■ Given task 1 ■
Which lines in the rows below contain the string "right"? Collect every one of them.

::::::

The People's Bank of China suspended the issuance of central bank bills and repurchase operations last week to soothe liquidity tensions. [Photo/Provided to China Daily]

Bond offerings cut as banks blame fluctuation in market liquidity

Slowed capital inflows have added to the worst cash crunch in China for at least seven years, which is hampering securities trading, experts said on Tuesday.

The Agricultural Development Bank of China, a major policy bank, cut the size of two bond offerings on Tuesday by 31 percent, by selling 8 billion yuan ($1.3 billion) of three-year notes, down from its previous target of 13 billion yuan.

It also reduced an issue of five-year debt to 10 billion yuan from 13 billion yuan, blaming recent fluctuations in bond market liquidity as the main reason.

On Friday, the Ministry of Finance sold 9.53 billion yuan of 273-day bills, less than the target of 15 billion yuan, the first time that sales of treasury debts had missed the issuance target in the past 23 months.

Institutional demand for securities has declined as the seven-day repurchase rate, a measure of interbank liquidity, averaged 6.03 percent in June, the most since the National Interbank Funding Center began compiling a weighted average in 2006, according to data compiled by Bloomberg.

::::::

■ Given task 2 ■
In the article on China's cash crunch, by what percentage did the Agricultural Development Bank of China cut the size of its two bond offerings on Tuesday?

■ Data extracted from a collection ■
::::::

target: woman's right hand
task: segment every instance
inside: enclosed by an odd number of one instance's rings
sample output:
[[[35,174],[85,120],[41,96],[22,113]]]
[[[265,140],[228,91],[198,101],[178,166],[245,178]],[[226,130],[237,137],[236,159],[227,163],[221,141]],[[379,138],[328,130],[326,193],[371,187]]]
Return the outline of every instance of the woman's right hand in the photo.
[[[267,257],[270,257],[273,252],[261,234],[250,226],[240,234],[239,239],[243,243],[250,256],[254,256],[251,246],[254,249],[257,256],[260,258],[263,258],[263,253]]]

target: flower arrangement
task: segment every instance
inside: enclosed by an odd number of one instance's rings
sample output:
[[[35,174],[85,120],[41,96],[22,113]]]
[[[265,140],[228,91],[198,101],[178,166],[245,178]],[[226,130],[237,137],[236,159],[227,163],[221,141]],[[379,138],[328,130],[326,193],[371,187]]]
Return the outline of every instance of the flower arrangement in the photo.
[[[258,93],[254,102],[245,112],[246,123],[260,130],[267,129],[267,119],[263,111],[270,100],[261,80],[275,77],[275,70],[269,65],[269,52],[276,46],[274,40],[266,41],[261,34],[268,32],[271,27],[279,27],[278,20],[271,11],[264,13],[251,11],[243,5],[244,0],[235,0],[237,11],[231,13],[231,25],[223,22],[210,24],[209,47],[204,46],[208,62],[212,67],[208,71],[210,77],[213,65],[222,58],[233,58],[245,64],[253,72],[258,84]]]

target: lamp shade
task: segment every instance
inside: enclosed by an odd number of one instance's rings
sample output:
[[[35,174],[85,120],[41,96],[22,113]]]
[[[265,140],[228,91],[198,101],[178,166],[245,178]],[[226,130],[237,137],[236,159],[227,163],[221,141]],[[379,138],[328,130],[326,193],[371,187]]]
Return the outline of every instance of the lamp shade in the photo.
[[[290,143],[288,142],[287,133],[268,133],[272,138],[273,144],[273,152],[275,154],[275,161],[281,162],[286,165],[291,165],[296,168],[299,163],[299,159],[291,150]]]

::::::

■ Written response 1 ■
target: woman's right hand
Return the outline of every instance of the woman's right hand in the photo.

■ Written response 2 ■
By 31 percent.